**Your goal:** Find the line containing "Mark the tinted". Retype it and every line after it through the end of the entries, exactly as written, with nothing added.

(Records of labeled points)
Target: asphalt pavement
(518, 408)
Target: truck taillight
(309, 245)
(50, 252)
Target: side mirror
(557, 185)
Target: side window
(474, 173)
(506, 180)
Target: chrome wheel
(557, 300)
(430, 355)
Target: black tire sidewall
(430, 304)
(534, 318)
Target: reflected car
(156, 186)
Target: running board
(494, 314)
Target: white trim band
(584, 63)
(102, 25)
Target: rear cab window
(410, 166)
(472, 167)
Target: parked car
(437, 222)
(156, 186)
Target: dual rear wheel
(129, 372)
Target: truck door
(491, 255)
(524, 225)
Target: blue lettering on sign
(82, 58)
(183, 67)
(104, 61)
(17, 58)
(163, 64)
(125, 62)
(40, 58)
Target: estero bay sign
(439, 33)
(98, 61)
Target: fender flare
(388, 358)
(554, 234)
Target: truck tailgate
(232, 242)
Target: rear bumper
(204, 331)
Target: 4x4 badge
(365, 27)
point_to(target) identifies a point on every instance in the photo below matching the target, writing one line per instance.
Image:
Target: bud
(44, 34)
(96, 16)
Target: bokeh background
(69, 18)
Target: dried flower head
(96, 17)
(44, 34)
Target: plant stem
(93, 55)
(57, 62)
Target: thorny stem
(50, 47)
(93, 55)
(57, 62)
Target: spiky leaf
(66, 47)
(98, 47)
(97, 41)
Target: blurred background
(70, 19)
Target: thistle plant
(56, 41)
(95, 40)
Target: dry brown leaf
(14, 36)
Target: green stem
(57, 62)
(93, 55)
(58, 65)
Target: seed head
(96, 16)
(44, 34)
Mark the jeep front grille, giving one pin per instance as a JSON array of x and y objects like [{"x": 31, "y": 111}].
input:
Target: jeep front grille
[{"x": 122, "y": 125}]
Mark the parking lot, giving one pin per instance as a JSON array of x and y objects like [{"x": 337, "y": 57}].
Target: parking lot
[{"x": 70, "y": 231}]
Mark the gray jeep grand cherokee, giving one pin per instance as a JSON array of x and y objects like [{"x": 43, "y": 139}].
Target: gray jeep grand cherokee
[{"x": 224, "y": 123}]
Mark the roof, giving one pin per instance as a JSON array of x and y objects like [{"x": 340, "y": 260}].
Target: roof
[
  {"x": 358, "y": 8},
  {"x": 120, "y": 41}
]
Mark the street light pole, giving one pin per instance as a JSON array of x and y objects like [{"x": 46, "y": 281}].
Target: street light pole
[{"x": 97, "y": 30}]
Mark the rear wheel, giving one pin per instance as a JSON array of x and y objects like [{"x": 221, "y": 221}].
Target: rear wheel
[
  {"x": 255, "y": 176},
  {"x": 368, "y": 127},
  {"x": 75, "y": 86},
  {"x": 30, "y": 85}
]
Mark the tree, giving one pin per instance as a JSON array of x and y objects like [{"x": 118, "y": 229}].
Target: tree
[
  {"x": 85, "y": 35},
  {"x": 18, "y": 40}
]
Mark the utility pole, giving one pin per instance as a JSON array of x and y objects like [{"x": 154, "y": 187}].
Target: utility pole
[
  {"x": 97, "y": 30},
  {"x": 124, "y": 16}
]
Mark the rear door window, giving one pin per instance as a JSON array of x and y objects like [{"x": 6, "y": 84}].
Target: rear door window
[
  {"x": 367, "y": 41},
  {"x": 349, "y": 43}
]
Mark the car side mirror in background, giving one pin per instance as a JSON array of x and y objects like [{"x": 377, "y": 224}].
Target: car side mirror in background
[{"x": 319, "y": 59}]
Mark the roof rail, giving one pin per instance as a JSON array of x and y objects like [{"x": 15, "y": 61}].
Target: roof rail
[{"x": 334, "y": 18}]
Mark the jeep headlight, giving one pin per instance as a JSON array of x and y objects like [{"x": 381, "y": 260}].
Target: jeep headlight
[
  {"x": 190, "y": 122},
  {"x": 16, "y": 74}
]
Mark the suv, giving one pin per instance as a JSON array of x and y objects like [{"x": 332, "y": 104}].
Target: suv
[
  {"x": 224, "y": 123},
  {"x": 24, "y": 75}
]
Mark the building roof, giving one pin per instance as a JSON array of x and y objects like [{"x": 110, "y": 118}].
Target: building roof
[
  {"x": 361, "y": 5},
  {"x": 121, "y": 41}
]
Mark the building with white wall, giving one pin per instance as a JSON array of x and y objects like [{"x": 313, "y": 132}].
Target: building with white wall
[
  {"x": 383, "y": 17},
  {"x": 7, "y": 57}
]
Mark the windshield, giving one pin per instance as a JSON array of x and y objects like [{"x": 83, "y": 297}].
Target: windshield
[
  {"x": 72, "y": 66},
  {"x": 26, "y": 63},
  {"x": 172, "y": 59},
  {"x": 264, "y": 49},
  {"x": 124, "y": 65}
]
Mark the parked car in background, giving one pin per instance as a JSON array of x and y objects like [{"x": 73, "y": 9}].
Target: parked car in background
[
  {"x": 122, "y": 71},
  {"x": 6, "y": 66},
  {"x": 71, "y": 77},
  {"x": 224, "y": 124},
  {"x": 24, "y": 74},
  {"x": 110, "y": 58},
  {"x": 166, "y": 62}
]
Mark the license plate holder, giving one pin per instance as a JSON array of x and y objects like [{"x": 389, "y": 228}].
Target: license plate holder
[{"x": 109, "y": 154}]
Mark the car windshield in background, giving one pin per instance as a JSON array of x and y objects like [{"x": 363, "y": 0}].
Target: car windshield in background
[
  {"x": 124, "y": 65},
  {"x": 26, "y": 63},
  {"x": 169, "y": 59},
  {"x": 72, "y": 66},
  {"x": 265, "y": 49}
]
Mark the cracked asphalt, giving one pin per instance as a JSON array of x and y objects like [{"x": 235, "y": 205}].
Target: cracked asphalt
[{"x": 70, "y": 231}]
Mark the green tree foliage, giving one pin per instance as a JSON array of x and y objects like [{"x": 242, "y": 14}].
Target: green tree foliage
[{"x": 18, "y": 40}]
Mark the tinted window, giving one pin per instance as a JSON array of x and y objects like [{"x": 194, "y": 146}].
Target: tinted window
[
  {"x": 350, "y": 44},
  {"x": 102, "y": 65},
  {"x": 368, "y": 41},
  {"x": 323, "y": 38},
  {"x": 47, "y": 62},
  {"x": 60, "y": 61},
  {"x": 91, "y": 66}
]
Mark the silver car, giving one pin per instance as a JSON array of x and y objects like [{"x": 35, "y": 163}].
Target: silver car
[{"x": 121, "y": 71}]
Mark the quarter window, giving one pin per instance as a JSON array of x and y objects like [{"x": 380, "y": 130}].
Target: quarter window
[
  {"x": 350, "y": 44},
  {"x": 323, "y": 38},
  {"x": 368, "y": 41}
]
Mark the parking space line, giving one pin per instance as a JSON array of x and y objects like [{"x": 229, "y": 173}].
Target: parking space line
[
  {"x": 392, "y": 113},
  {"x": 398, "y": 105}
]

**Exercise solution:**
Mark the tinted window, giving one pin per instance as a JSON array of x and y objects like [{"x": 194, "y": 146}].
Target: tinted window
[
  {"x": 350, "y": 44},
  {"x": 102, "y": 65},
  {"x": 368, "y": 41},
  {"x": 323, "y": 38},
  {"x": 47, "y": 62},
  {"x": 60, "y": 61},
  {"x": 91, "y": 66}
]
Mark the silver car, giving one pin per instance as a JSON array of x and y objects like [{"x": 35, "y": 163}].
Target: silver car
[{"x": 121, "y": 71}]
Mark the quarter window, giving one pin per instance as a JSON array of x and y objects like [{"x": 380, "y": 130}].
Target: quarter window
[
  {"x": 350, "y": 44},
  {"x": 323, "y": 38},
  {"x": 368, "y": 41}
]
Mark the parking space line, giving one pin per instance as a JSON array of x and y objects like [{"x": 229, "y": 173}].
Target: parking space line
[
  {"x": 392, "y": 113},
  {"x": 398, "y": 105}
]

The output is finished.